TEXTE CHOISI
● ● ● ● ● ● ●
VOICE OF RUIN: Cold epiphany

Suisse, Death mélodique (Autoproduction, 2023)

Il y a des groupes comme ça, tu les découvres par hasard… Voice Of Ruin fait partie de ceux-là… et des bonnes surprises aussi. Formé en 2008 à Nyon, en Suisse, la formation publie son premier album, Morning wood en 2014, tourne en compagnie de Sepultura, Hatebreed, Children Of Bodom parmis d’autres et revient aujourd’hui avec son quatrième album, Cold epiphany. Le moins qu’on puisse dire est que ça thrashe sévère tout au long des 9 titres introduits par un calme instrumental, Prelude to a dark age. Le calme avant la tempête, car la suite speede, growle et tabasse sec. Rapidement, cependant, un constat s’impose: cet album s’il comporte nombre de qualités – des compos rentre dedans, parfois directes, à d’autres moment plus complexes, des riffs sur lesquels il est impossible de ne pas avoir son air guitar et de headbanguer en cadence, une production soignée… – recèle une faiblesse: j’ai parfois, souvent, l’impression d’écouter le futur album d’Amon Amarth. Le chant de Randy accompagné de ces guitares évoquent plus qu’à leur tour l’univers sonore de nos vikings préférés et, en même temps, Voice Of Ruin s’en distingue par l’utilisation de claviers. Si l’influence des Suédois est une évidence, d’autres références se font jour au gré des titres, sans pour autant être prégnantes: Nightwish et le metal symphonique dans certaines orchestrations, des intros qui évoquent ici Judas Priest (Dreadful tears, sur lequel intervient Anna Murphy pour les parties de chant clair), Slayer un peu partout, Sepultura (Deathstar rising et son intro quelque peu tribale) ou encore, dans une moindre mesure, Metallica. Mais que demande-t-on, au final? Cold epiphany est un album plus qu’énergique, souvent explosif, très bien produit et qui ne lasse pas un instant. Un album plus qu’efficace.
● ● ● ● ● ● ●
ENSEMBLE DU MATÉRIEL
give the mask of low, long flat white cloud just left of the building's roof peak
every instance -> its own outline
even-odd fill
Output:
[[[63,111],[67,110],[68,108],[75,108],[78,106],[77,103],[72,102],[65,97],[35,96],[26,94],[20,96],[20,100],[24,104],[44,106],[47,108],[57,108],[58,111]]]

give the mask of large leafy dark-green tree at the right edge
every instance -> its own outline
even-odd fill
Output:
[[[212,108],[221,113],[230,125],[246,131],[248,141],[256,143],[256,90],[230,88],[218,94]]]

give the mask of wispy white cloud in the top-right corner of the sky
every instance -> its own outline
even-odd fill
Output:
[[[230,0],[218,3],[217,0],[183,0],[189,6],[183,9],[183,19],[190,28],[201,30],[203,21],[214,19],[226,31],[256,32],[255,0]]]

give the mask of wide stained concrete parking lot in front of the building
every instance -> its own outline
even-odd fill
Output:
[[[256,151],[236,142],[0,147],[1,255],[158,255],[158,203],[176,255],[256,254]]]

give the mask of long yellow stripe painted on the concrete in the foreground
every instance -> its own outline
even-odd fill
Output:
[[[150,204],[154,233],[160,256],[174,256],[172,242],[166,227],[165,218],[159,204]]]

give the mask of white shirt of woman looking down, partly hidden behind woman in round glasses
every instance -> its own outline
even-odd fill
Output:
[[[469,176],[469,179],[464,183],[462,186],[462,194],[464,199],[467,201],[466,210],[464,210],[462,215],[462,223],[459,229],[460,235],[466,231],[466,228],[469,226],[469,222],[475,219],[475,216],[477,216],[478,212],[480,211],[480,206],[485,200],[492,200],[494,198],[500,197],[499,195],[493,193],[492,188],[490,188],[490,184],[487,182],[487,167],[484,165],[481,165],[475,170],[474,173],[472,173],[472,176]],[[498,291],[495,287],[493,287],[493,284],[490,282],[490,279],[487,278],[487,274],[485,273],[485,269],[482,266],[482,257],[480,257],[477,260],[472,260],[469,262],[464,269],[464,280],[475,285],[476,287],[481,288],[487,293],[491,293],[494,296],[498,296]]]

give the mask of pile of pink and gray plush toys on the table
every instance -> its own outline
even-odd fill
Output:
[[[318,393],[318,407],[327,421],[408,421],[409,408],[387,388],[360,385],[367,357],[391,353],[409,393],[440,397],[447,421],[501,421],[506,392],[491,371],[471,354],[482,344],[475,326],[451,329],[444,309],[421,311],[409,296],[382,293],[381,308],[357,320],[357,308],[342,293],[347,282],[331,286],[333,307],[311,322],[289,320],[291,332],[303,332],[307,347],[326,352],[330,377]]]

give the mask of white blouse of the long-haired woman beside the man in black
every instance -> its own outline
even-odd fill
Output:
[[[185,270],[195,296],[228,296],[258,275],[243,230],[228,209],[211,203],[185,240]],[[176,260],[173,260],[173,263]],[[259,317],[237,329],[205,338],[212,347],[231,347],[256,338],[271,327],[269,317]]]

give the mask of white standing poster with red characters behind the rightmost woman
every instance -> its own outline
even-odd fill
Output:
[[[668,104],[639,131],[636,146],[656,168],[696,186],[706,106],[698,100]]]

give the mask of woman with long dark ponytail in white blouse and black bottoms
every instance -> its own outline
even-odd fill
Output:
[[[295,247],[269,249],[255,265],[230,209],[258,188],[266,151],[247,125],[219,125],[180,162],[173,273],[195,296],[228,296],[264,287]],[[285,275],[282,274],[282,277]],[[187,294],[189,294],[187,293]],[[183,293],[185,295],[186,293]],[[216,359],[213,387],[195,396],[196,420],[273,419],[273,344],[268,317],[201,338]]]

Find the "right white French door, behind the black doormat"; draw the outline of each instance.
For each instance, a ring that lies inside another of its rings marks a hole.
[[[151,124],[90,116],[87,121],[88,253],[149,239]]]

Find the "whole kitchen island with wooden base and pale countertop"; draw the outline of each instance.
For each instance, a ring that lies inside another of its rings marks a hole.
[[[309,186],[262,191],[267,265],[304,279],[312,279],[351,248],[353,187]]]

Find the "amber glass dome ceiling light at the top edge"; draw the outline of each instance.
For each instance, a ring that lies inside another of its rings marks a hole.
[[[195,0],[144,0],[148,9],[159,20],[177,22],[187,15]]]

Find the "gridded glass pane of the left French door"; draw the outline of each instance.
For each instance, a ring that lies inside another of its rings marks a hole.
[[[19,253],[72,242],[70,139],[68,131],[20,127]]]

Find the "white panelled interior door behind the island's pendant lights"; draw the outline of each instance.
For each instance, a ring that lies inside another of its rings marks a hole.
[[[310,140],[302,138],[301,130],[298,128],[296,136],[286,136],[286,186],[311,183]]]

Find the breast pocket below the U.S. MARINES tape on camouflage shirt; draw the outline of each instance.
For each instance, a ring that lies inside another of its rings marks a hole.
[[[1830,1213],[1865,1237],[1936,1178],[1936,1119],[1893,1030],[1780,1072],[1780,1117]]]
● ● ● ● ● ● ●
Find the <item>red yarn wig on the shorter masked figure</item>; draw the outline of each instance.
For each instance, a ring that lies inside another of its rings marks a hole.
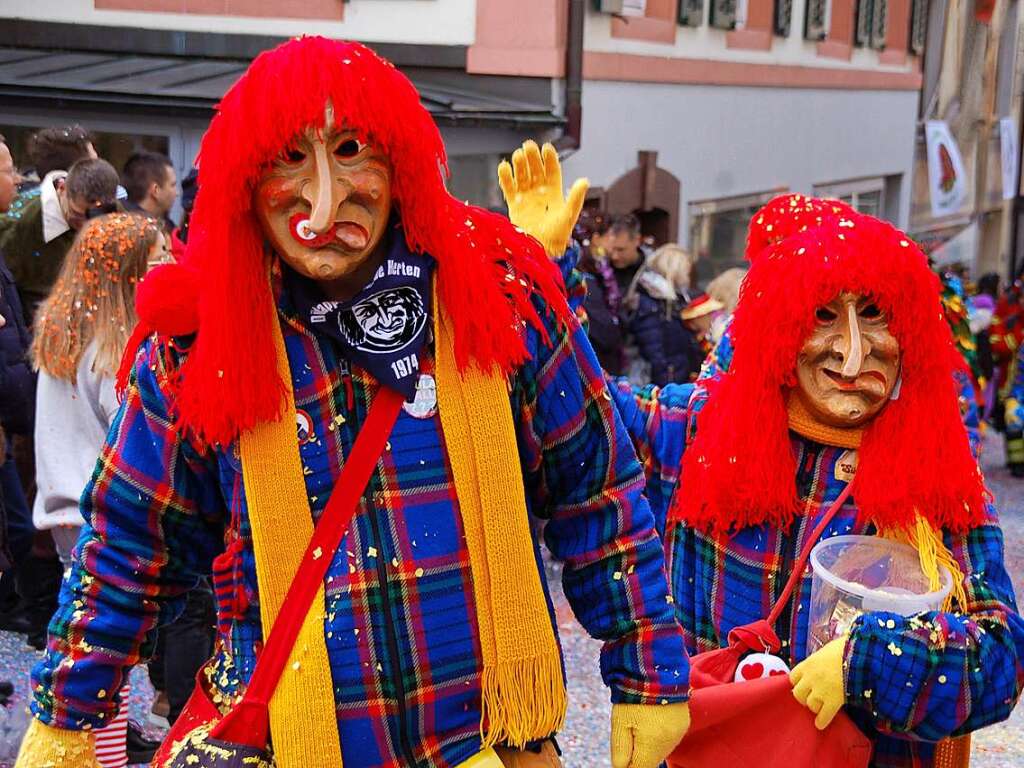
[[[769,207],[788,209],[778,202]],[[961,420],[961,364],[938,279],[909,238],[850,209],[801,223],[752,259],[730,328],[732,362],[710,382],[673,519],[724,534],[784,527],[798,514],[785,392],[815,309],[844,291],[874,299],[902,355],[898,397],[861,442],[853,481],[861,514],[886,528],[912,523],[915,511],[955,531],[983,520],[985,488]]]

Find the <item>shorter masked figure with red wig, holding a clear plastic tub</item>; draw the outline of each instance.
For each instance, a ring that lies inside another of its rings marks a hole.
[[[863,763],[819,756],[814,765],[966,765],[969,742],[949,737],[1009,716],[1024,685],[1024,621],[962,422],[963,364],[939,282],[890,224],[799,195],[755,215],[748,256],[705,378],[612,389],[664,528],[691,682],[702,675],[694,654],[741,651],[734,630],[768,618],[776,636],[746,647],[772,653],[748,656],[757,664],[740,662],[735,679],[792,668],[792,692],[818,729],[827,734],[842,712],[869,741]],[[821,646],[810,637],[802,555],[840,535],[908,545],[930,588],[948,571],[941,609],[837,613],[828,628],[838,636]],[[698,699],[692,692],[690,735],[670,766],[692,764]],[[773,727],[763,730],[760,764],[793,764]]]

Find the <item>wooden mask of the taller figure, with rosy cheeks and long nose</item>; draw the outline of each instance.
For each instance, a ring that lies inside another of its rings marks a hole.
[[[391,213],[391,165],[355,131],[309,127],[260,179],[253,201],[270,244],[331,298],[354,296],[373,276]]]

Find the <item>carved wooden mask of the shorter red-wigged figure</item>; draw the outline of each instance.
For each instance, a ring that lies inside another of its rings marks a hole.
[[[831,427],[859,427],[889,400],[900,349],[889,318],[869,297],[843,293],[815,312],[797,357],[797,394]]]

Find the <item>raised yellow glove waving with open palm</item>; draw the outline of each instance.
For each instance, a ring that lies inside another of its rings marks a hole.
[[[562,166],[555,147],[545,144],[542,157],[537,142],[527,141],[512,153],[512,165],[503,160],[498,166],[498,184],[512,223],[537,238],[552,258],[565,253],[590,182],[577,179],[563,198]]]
● ● ● ● ● ● ●
TRAVAIL DEMANDÉ
Résumez en deux phrases la critique de l'album Cold epiphany.

RÉSULTAT DE L'EXERCICE
Formé en 2008 à Nyon, en Suisse, Voice Of Ruin revient avec Cold epiphany, son quatrième album, dont les neuf titres thrashent sévèrement après un prélude instrumental calme. Malgré des compositions percutantes, des riffs entraînants et une production soignée, l'album évoque souvent Amon Amarth, dont il se distingue toutefois par ses claviers, et la critique le juge énergique, souvent explosif, jamais lassant et plus qu'efficace.